■ **Input material**:
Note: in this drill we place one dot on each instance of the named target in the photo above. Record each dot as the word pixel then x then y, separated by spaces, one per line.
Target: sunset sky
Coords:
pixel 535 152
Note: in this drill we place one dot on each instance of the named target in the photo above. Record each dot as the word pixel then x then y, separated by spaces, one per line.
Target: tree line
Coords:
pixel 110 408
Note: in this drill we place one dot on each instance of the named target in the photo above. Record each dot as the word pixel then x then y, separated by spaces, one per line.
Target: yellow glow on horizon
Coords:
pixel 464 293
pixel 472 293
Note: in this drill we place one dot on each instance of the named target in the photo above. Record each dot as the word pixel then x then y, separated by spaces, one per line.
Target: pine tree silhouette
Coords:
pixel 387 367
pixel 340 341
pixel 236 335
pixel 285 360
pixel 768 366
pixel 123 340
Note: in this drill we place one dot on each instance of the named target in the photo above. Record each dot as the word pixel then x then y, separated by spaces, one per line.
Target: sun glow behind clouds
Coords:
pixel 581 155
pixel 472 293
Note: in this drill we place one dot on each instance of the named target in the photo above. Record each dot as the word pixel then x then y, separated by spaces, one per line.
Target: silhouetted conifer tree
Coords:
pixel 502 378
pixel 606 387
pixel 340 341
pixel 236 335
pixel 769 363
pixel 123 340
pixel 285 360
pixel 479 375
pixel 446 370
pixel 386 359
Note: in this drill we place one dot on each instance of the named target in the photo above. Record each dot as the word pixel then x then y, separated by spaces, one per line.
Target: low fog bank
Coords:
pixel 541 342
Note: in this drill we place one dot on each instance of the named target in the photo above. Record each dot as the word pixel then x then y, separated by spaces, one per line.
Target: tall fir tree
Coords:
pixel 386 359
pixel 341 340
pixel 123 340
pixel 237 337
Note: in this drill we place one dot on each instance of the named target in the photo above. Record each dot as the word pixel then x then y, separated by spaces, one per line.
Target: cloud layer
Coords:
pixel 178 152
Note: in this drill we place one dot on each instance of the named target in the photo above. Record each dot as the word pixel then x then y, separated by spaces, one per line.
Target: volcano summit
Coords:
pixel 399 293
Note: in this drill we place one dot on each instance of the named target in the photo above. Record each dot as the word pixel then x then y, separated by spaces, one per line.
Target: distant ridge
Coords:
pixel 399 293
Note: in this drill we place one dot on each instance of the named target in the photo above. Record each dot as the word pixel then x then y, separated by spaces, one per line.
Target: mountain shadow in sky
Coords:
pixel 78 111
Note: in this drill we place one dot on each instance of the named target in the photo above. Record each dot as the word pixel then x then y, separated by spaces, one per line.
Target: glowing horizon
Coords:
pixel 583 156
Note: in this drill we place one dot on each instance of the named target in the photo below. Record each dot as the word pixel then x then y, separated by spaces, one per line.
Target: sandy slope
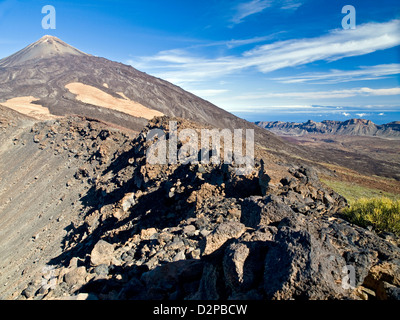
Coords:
pixel 94 96
pixel 25 106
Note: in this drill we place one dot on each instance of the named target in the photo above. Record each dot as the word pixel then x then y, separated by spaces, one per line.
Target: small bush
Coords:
pixel 383 214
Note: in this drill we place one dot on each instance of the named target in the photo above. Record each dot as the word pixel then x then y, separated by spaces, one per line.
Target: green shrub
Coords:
pixel 383 214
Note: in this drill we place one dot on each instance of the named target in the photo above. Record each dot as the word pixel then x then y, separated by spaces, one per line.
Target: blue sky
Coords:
pixel 287 60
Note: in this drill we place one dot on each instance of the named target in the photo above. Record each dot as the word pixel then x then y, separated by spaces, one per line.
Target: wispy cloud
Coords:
pixel 248 8
pixel 182 66
pixel 338 76
pixel 317 95
pixel 245 9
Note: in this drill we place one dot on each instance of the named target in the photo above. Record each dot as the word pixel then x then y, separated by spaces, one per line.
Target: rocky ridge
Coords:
pixel 197 231
pixel 358 127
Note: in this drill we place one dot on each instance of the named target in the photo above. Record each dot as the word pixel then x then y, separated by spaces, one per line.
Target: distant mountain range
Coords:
pixel 352 127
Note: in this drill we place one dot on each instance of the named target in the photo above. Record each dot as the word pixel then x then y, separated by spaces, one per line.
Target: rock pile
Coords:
pixel 197 231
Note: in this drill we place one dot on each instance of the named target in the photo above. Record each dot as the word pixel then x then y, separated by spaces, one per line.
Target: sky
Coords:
pixel 263 60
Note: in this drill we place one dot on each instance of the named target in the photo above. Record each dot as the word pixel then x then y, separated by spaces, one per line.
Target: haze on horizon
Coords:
pixel 287 60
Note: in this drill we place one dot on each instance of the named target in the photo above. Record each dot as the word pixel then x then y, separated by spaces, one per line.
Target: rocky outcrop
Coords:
pixel 353 127
pixel 194 231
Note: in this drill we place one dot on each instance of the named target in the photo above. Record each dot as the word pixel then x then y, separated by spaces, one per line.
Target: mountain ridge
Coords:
pixel 359 127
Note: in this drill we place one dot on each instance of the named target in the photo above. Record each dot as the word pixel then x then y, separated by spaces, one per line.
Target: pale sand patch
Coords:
pixel 25 106
pixel 97 97
pixel 123 95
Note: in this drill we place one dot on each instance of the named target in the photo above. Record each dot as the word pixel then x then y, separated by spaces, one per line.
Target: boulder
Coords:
pixel 221 234
pixel 102 253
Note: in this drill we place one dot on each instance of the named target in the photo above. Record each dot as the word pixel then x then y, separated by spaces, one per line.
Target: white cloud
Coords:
pixel 180 66
pixel 338 76
pixel 245 9
pixel 316 95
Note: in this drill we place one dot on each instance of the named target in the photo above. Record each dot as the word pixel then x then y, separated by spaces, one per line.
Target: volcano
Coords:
pixel 63 80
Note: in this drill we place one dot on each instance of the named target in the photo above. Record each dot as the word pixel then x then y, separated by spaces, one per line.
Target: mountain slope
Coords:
pixel 46 69
pixel 353 127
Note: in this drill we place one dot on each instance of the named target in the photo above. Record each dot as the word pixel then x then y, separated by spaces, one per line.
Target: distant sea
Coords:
pixel 304 117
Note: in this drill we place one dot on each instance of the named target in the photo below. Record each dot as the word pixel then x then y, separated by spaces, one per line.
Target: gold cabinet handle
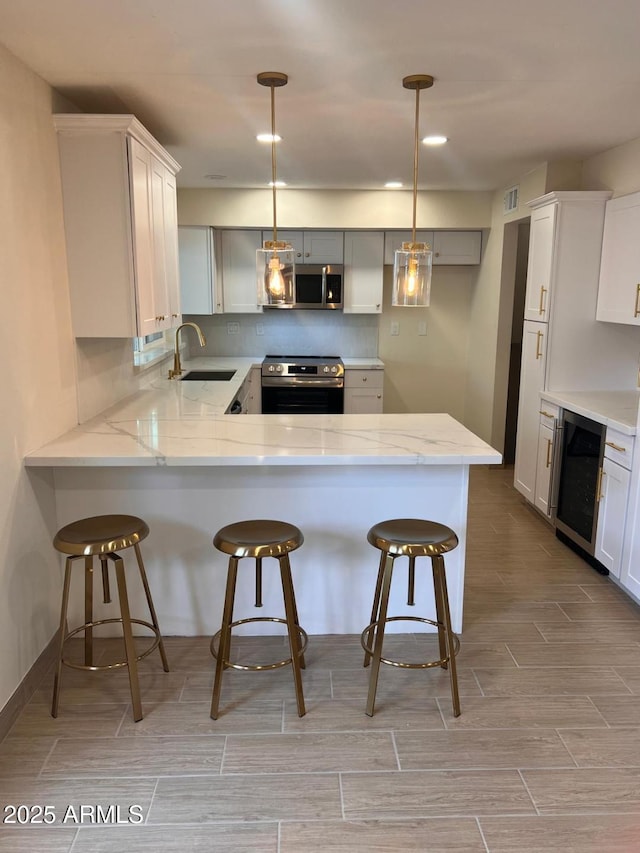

■ **Task item**: Copy every single line of the material above that holds "mountain".

■ **Result for this task**:
Target: mountain shadow in sky
Target: distant mountain range
Target: mountain ridge
Target: mountain slope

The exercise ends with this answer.